(Saved entries)
■ ■ ■ ■ ■
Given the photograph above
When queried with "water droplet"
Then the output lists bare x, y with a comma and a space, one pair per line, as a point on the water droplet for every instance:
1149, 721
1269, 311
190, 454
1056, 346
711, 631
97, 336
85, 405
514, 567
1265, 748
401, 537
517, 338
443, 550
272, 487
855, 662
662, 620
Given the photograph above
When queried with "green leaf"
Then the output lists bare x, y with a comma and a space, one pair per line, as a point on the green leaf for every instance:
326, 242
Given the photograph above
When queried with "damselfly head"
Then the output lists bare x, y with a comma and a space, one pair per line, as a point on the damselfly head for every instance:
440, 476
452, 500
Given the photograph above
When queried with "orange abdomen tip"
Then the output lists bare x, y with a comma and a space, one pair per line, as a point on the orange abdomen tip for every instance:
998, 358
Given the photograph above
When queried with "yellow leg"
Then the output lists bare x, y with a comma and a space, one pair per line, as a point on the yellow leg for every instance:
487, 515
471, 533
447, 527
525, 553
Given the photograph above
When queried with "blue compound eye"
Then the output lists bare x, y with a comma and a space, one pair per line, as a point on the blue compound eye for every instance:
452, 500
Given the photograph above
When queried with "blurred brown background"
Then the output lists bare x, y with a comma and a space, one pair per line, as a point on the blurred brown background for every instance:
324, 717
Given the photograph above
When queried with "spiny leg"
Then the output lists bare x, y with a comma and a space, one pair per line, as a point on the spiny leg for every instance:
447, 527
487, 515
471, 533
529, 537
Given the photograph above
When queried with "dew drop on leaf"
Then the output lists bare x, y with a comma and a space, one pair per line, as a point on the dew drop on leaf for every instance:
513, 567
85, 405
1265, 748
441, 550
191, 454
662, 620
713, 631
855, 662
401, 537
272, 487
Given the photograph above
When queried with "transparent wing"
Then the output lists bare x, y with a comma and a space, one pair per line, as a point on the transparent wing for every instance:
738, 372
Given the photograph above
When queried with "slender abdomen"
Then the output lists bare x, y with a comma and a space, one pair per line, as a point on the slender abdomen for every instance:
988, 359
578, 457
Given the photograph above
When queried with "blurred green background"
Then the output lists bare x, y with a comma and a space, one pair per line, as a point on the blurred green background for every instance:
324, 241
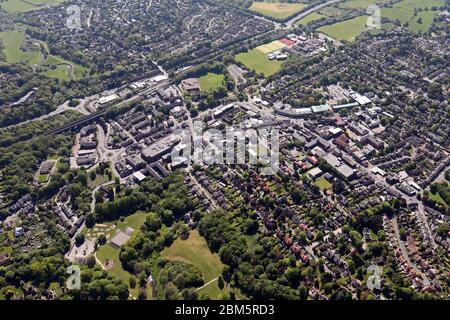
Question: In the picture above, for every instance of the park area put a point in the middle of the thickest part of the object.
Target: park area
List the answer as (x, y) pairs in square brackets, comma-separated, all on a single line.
[(211, 81), (346, 30), (194, 250), (63, 69), (108, 255), (13, 41), (14, 6), (256, 59), (309, 18), (277, 10)]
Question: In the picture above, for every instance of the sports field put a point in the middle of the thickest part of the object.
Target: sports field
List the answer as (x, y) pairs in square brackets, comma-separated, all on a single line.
[(12, 42), (404, 10), (357, 4), (346, 30), (211, 81), (309, 18), (195, 251), (271, 47), (14, 6), (256, 60), (277, 10), (422, 25), (65, 70)]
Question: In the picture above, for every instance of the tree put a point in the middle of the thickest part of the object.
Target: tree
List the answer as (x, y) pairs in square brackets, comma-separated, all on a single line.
[(101, 239), (90, 261), (152, 222), (79, 239), (221, 282), (132, 282)]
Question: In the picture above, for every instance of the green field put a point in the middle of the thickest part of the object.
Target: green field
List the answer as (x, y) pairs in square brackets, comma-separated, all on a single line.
[(404, 10), (331, 11), (14, 6), (107, 252), (258, 61), (357, 4), (437, 198), (271, 46), (277, 10), (63, 71), (109, 229), (211, 81), (323, 183), (346, 30), (427, 20), (12, 42), (194, 250), (309, 18)]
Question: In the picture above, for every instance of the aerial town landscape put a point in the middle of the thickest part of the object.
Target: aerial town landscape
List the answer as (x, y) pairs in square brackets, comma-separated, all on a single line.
[(224, 150)]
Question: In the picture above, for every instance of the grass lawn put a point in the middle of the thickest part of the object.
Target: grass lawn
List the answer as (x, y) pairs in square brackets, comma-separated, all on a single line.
[(427, 20), (437, 198), (63, 71), (43, 178), (404, 10), (271, 47), (99, 179), (331, 11), (107, 252), (258, 61), (323, 183), (357, 4), (12, 42), (109, 229), (211, 81), (346, 30), (194, 250), (14, 6), (309, 18), (277, 10)]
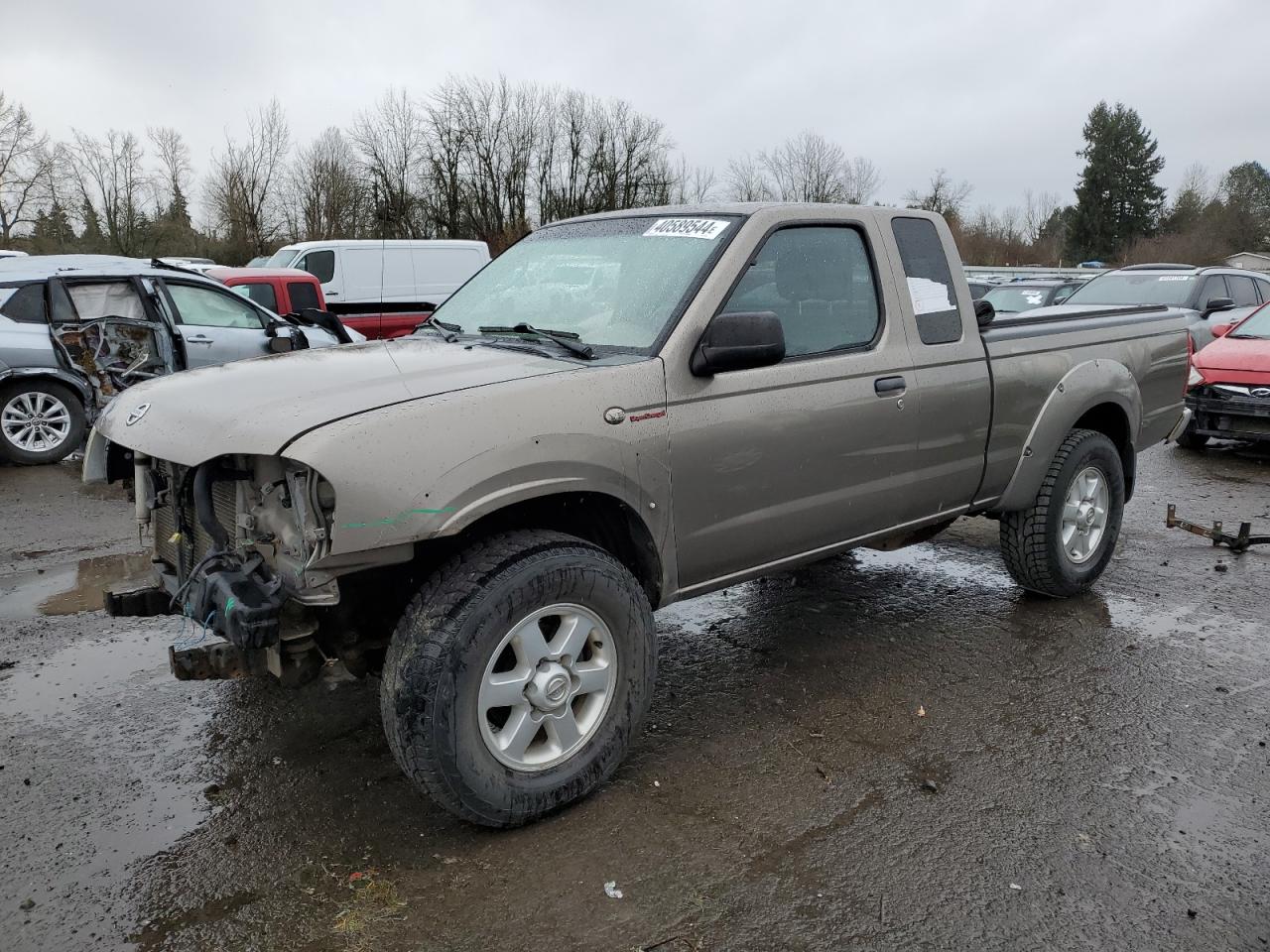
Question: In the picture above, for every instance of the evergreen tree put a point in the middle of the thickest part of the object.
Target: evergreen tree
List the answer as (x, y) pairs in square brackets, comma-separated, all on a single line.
[(1116, 198)]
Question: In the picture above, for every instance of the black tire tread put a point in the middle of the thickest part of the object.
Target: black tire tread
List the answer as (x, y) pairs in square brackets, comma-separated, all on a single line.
[(73, 405), (417, 652), (1024, 540)]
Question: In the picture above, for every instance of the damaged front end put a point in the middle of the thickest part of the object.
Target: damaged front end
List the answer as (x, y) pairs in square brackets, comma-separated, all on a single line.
[(235, 539)]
■ ■ ■ ■ ■
Exercise instructions: From the data, collect all lines where the string "landscape" appears.

Result below:
Question: In the picture above, for every instance of the aerial town landscape put a point in the middle of the thickest part of the object.
Target: aerial town landscape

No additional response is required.